Directions.
Rewrite each of the records below, replacing "Reviewer note" with "Annotator note" and leaving everything else unchanged.

===============

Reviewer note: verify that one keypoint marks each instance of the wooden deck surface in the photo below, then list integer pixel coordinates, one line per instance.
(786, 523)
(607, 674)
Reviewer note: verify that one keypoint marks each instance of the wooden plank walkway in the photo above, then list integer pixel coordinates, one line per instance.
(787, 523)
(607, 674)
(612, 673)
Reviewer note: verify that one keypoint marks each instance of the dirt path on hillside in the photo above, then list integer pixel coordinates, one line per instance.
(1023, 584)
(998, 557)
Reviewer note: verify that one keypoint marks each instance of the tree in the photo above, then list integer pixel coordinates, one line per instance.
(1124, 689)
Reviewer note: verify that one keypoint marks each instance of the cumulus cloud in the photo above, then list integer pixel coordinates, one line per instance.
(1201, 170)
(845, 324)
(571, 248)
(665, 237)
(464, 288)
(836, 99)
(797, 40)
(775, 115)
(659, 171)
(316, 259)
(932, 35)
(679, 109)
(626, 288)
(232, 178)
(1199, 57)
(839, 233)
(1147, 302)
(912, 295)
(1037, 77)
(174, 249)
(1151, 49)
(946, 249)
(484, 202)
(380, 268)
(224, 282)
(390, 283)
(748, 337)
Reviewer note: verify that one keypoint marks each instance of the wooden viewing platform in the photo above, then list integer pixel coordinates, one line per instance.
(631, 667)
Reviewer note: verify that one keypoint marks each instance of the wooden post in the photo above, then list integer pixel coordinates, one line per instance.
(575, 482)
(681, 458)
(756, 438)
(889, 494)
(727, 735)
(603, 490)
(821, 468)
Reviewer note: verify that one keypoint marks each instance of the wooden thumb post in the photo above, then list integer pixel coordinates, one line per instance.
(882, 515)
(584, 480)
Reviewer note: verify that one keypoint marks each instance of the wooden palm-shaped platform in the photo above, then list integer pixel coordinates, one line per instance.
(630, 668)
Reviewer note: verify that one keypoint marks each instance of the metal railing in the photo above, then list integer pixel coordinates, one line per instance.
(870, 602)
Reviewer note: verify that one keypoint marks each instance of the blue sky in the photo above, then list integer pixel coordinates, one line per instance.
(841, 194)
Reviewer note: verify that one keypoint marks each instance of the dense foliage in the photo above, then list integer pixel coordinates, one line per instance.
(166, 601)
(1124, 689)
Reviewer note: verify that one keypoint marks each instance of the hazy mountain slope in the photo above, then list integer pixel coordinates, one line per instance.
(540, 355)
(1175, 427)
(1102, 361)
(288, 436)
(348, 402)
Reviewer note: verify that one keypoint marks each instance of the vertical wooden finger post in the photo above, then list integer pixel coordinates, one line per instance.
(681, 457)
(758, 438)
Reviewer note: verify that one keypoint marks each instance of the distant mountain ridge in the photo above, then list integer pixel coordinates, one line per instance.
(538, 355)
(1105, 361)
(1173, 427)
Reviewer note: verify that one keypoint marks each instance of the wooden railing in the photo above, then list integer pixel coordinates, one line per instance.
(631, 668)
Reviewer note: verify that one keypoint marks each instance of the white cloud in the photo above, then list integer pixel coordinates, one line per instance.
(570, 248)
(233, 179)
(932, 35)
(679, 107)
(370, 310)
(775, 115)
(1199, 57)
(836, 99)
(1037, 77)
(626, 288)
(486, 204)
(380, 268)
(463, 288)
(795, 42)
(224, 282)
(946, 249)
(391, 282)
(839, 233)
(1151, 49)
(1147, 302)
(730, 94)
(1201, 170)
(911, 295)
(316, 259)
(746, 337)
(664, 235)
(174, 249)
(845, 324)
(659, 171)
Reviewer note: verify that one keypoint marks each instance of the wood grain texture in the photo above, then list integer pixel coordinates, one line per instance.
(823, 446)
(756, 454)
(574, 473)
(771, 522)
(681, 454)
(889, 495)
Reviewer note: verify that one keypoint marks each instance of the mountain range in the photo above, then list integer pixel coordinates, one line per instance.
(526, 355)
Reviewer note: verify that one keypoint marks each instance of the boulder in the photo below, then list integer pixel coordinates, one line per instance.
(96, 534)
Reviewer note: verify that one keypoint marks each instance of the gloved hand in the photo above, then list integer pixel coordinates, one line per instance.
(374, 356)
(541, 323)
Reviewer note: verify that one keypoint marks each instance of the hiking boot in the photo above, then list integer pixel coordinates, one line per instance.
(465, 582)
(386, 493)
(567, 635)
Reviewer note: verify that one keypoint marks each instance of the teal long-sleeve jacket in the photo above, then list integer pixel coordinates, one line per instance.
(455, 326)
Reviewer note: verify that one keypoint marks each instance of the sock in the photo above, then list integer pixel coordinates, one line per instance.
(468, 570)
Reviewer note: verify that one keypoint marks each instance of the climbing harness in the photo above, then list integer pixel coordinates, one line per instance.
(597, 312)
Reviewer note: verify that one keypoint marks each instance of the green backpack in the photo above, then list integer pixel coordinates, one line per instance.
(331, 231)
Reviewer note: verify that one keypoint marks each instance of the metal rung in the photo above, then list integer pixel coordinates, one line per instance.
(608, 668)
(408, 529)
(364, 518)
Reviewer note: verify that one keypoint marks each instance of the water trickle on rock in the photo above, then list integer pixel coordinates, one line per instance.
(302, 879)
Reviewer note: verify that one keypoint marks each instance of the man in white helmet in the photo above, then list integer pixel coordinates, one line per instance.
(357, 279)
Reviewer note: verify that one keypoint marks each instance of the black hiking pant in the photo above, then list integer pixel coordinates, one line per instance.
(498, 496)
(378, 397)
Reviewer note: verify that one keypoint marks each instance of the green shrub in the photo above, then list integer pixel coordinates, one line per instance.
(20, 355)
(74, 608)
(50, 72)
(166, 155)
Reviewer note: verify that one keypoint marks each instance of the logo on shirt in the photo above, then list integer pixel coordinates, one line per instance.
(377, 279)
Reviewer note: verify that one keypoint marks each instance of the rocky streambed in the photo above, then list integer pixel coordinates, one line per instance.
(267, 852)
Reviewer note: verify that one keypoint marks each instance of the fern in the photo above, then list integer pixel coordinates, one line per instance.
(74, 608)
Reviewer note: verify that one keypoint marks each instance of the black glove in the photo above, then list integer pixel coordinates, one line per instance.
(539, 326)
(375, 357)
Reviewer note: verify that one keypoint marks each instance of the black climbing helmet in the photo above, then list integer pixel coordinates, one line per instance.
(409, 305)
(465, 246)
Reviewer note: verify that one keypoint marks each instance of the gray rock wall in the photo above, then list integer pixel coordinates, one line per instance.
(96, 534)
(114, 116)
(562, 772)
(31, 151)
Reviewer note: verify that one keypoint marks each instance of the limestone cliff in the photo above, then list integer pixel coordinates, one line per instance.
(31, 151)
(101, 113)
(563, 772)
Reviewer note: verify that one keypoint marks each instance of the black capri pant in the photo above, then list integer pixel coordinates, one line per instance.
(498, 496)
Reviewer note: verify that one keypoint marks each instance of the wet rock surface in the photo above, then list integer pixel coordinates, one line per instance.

===============

Exercise output.
Annotator note: verify that one keypoint marks each instance of the wooden deck surface in the photo below, then list integer pixel coordinates, one line per instance.
(786, 523)
(607, 674)
Annotator note: verify that one keypoint marks each instance of the wooden plank walkway in the photo above, then list integer pixel coordinates, one line per instance.
(787, 523)
(607, 674)
(612, 673)
Annotator note: verify that one keypoint marks each instance of the dirt path on hillside in the photo above, then list integer pixel coordinates, one line per instance.
(1023, 584)
(998, 557)
Annotator note: verify that one keypoint marks each instance of the tree in the photo above, then list integer pixel coordinates, one line per instance.
(1124, 689)
Annotator note: verify that one keypoint marks each instance of the cumulus cloud in the photo above, then list integer pixel coordinates, one line per instance.
(1201, 170)
(845, 324)
(571, 248)
(665, 237)
(464, 288)
(836, 99)
(797, 40)
(775, 115)
(659, 171)
(316, 259)
(932, 35)
(679, 109)
(626, 288)
(232, 178)
(1199, 57)
(839, 233)
(1147, 302)
(912, 295)
(1037, 77)
(174, 249)
(1151, 49)
(946, 249)
(484, 202)
(380, 268)
(224, 282)
(390, 283)
(748, 337)
Annotator note: verify that one keypoint marks each instance of the wooden viewing platform in the photo above, then list integer pixel coordinates, one line per instance.
(631, 667)
Annotator note: verify that one keypoint marks each instance of the wooden post in the photo above, then list integer pixel coordinates, one line per instance.
(575, 482)
(681, 458)
(756, 438)
(889, 494)
(727, 735)
(603, 490)
(821, 468)
Annotator note: verify that one keypoint marks each instance of the wooden thumb post in the photo above, then list integer pixel coordinates, one line per instance.
(882, 515)
(584, 480)
Annotator note: verify that one keypoint marks each instance of the wooden palm-shaped platform in the photo above, then list integer pixel coordinates, one line per instance.
(630, 668)
Annotator note: verify that one keypoint marks each instance of the metal railing in the photo above, then list integer pixel coordinates, one line per instance.
(870, 602)
Annotator note: verify that one keypoint marks each instance of the blue sky in the photo above, then list integer pixel coordinates, one line per instance.
(841, 194)
Annotator note: verify that one keypoint marks each instance of the dense foliage in the photo above, then list integer pixel coordinates, one line per instance.
(166, 601)
(1124, 689)
Annotator note: verify that one keypoint marks each instance of the hazy mountain slope in the photo above, then list integer pixel coordinates, one line per instance.
(540, 355)
(1175, 427)
(1102, 361)
(288, 436)
(348, 402)
Annotator note: verify that one keypoint marks each instance of the vertical wooden finger post in the photo above, then list integer pixel coordinates, one line per instance.
(681, 457)
(758, 438)
Annotator note: verify that one keypoint marks each instance of the distant mountain ridge in the photo above, then list integer pixel coordinates, one line per instance.
(538, 355)
(1105, 361)
(1173, 427)
Annotator note: verify that one keypoint marks each instance of the wooden railing in the photo above, then list integer pixel coordinates, one line per instance.
(631, 668)
Annotator note: verify that one keypoint marks each instance of the white cloud in the photo above, then list integer pixel coordinates, one line per instance.
(570, 248)
(233, 179)
(932, 35)
(679, 107)
(370, 310)
(775, 115)
(1199, 57)
(836, 99)
(1037, 77)
(626, 288)
(486, 204)
(380, 268)
(463, 288)
(795, 42)
(224, 282)
(946, 249)
(391, 282)
(839, 233)
(1151, 49)
(1147, 302)
(730, 94)
(1201, 170)
(911, 295)
(316, 259)
(746, 337)
(664, 235)
(174, 249)
(845, 324)
(659, 171)
Annotator note: verify that one keypoint marks each instance of the wood grain texture in the photo above, then list integer pixel coordinates, one line per instance.
(823, 446)
(756, 454)
(574, 473)
(771, 522)
(681, 454)
(889, 495)
Annotator note: verify that one keypoint marks each instance of the mountain range in the photo above, then list integer pixel coordinates, one line per instance.
(526, 355)
Annotator note: verify that one keypoint marks each instance of the boulder in the photo below, then list integer pixel coordinates, one line per instance.
(96, 534)
Annotator note: verify that one keypoint marks each instance of the gloved hand in the photo above, then list integer pixel coordinates, one line per instance.
(374, 356)
(541, 323)
Annotator note: verify that one keypoint marks each instance of the hiking boot in the photo above, then list integer pixel coordinates, one line per instance.
(465, 582)
(386, 493)
(567, 635)
Annotator note: verify that one keypoint marks each instance of the teal long-sleeve jacket in the photo above, then list integer pixel coordinates, one line per instance.
(455, 326)
Annotator note: verify that one keypoint marks each instance of the sock in the photo above, then list integer pixel coordinates, one line per instance.
(468, 570)
Annotator note: verify that one keypoint marks each instance of the climbing harness in the photo above, then list integer pixel coordinates, one line per instance.
(597, 312)
Annotator note: verify that one keypoint marks each instance of the green backpack in the photo above, then list integer pixel coordinates, one line per instance.
(331, 231)
Annotator note: verify that one keypoint marks each instance of the metal rung in the photo above, then list integer pixel coordinates, one line per instance.
(608, 668)
(408, 529)
(364, 518)
Annotator note: verify that one keypoint marks each instance of the water trickle on rock in the photo above, then list integer pixel coordinates, one line per instance.
(302, 879)
Annotator note: verify that one keypoint marks each instance of the man in white helmet in the photo above, then list integer pixel coordinates, one line per instance.
(357, 279)
Annotator note: verify that one keypoint marks each instance of the black hiking pant in the photo above, then list integer pixel coordinates, one line per instance.
(498, 496)
(378, 397)
Annotator note: verify that one keypoint marks each instance of the green shrub in the photo above, then list integer pixel coordinates, one line per instance.
(20, 355)
(74, 608)
(50, 72)
(166, 155)
Annotator note: verify that one keypoint marks each instance of the logo on shirt in the photo above, then list integer pixel coordinates, one line per instance.
(377, 279)
Annotator note: verify that one keypoint marks each instance of the rocky streambed in the photo above, then list integer pixel coordinates, one line per instance.
(267, 852)
Annotator note: verify that one keypoint marks each instance of the fern in the photo above, then list integer pixel coordinates, one line per instance.
(74, 608)
Annotator note: verify that one keypoint marks each instance of the black glove in the photo above, then list integer pixel coordinates, one line per instance.
(539, 326)
(375, 357)
Annotator note: verify that one keypoint marks each instance of the black climbing helmet in the photo above, then list integer pixel coordinates, one line per instance.
(409, 305)
(465, 246)
Annotator note: verify that one keypoint marks each instance of the gray rock wall in the photo above, then list integer pixel coordinates, one line per instance.
(96, 534)
(114, 116)
(562, 772)
(31, 151)
Annotator note: verify that one keypoint marks each instance of the limestone cliff in the photo above, then list integer pixel coordinates, one line per instance.
(31, 151)
(101, 113)
(563, 772)
Annotator note: verify that one keypoint marks each instance of the black capri pant in the photo above, then list integer pixel coordinates, one line per instance.
(498, 496)
Annotator note: verify that one keypoint marks each instance of the wet rock surface in the photo above, then list integer pixel coordinates, one line per instance.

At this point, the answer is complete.